Please show every line of the items below that contains the word "white", copying each such line in full.

Start TASK MATERIAL

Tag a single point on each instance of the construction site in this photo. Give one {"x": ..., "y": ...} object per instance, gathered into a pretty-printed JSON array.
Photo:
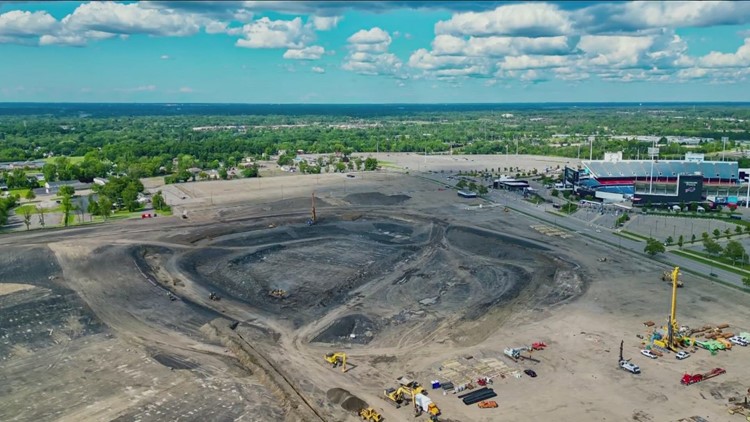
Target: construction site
[{"x": 380, "y": 297}]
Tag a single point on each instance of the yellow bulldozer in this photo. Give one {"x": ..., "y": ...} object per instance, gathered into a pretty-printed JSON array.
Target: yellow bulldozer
[
  {"x": 667, "y": 276},
  {"x": 397, "y": 396},
  {"x": 369, "y": 414},
  {"x": 336, "y": 359}
]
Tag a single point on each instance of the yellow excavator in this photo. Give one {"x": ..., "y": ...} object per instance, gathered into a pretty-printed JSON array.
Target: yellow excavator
[
  {"x": 336, "y": 359},
  {"x": 369, "y": 414}
]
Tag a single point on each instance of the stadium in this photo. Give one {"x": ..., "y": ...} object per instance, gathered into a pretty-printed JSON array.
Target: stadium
[{"x": 667, "y": 182}]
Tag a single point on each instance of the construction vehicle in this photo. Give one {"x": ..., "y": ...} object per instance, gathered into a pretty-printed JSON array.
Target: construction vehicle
[
  {"x": 336, "y": 359},
  {"x": 397, "y": 396},
  {"x": 741, "y": 409},
  {"x": 422, "y": 403},
  {"x": 515, "y": 353},
  {"x": 627, "y": 364},
  {"x": 412, "y": 387},
  {"x": 313, "y": 218},
  {"x": 671, "y": 337},
  {"x": 277, "y": 293},
  {"x": 689, "y": 379},
  {"x": 369, "y": 414},
  {"x": 667, "y": 276}
]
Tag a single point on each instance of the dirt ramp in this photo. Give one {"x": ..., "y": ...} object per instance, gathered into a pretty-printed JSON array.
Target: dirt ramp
[
  {"x": 345, "y": 399},
  {"x": 375, "y": 198}
]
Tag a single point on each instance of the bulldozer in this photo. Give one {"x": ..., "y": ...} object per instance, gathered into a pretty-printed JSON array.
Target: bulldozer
[
  {"x": 336, "y": 359},
  {"x": 369, "y": 414},
  {"x": 277, "y": 293},
  {"x": 667, "y": 276},
  {"x": 397, "y": 396}
]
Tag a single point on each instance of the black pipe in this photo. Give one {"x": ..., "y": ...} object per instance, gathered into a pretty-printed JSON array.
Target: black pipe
[
  {"x": 489, "y": 396},
  {"x": 473, "y": 392},
  {"x": 471, "y": 398}
]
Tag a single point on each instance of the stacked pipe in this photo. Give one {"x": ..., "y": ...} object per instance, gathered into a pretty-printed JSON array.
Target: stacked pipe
[{"x": 477, "y": 396}]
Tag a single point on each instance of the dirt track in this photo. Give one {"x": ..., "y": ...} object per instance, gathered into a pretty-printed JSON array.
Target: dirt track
[{"x": 418, "y": 279}]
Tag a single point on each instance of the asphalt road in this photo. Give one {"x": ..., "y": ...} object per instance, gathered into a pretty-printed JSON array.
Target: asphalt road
[{"x": 606, "y": 234}]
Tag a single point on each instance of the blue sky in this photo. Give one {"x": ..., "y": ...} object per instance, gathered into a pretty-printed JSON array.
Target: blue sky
[{"x": 374, "y": 52}]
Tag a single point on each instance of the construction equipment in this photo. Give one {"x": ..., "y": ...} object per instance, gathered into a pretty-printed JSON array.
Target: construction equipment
[
  {"x": 369, "y": 414},
  {"x": 671, "y": 338},
  {"x": 397, "y": 396},
  {"x": 667, "y": 276},
  {"x": 627, "y": 364},
  {"x": 314, "y": 217},
  {"x": 689, "y": 379},
  {"x": 740, "y": 409},
  {"x": 412, "y": 387},
  {"x": 422, "y": 403},
  {"x": 277, "y": 293},
  {"x": 515, "y": 353},
  {"x": 336, "y": 359}
]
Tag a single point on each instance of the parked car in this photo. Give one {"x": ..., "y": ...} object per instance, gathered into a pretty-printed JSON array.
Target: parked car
[
  {"x": 648, "y": 354},
  {"x": 738, "y": 341}
]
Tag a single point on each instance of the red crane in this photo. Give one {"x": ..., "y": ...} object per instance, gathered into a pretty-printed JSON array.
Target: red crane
[{"x": 688, "y": 379}]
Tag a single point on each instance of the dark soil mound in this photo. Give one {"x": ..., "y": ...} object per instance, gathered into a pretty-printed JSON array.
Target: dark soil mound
[{"x": 375, "y": 198}]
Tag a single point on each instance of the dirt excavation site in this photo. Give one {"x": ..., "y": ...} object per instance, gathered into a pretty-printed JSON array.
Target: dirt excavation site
[{"x": 227, "y": 315}]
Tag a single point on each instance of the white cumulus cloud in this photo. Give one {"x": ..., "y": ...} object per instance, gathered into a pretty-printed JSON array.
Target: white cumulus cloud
[{"x": 314, "y": 52}]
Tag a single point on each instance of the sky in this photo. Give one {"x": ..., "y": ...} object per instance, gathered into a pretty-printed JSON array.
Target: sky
[{"x": 374, "y": 51}]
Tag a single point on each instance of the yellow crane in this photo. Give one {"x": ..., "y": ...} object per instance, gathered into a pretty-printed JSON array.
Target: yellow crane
[
  {"x": 336, "y": 359},
  {"x": 673, "y": 340}
]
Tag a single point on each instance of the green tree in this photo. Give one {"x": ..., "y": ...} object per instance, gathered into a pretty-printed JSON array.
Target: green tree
[
  {"x": 157, "y": 200},
  {"x": 67, "y": 206},
  {"x": 734, "y": 251},
  {"x": 27, "y": 217},
  {"x": 654, "y": 247},
  {"x": 711, "y": 246},
  {"x": 371, "y": 164},
  {"x": 40, "y": 211},
  {"x": 105, "y": 207}
]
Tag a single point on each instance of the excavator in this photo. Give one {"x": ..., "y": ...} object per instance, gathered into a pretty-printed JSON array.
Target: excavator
[
  {"x": 667, "y": 276},
  {"x": 369, "y": 414},
  {"x": 397, "y": 396},
  {"x": 336, "y": 359}
]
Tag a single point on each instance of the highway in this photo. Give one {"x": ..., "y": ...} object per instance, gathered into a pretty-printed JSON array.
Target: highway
[{"x": 516, "y": 202}]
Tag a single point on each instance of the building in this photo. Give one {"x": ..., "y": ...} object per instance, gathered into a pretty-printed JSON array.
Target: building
[{"x": 466, "y": 194}]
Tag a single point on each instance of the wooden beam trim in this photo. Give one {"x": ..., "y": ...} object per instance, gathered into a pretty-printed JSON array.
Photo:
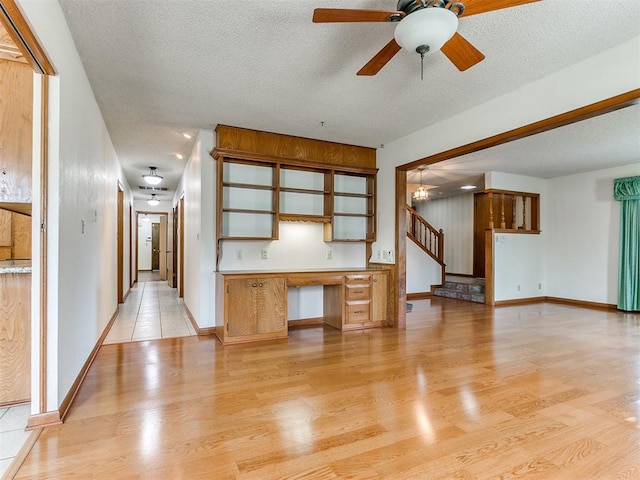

End TASK MATERIAL

WRITTEN SOLUTION:
Tag a single point on each instance of the white cumulus cloud in this photo. Give one {"x": ..., "y": ...} object per instance, gathered into a pretty-printed JSON array.
Target: white cumulus cloud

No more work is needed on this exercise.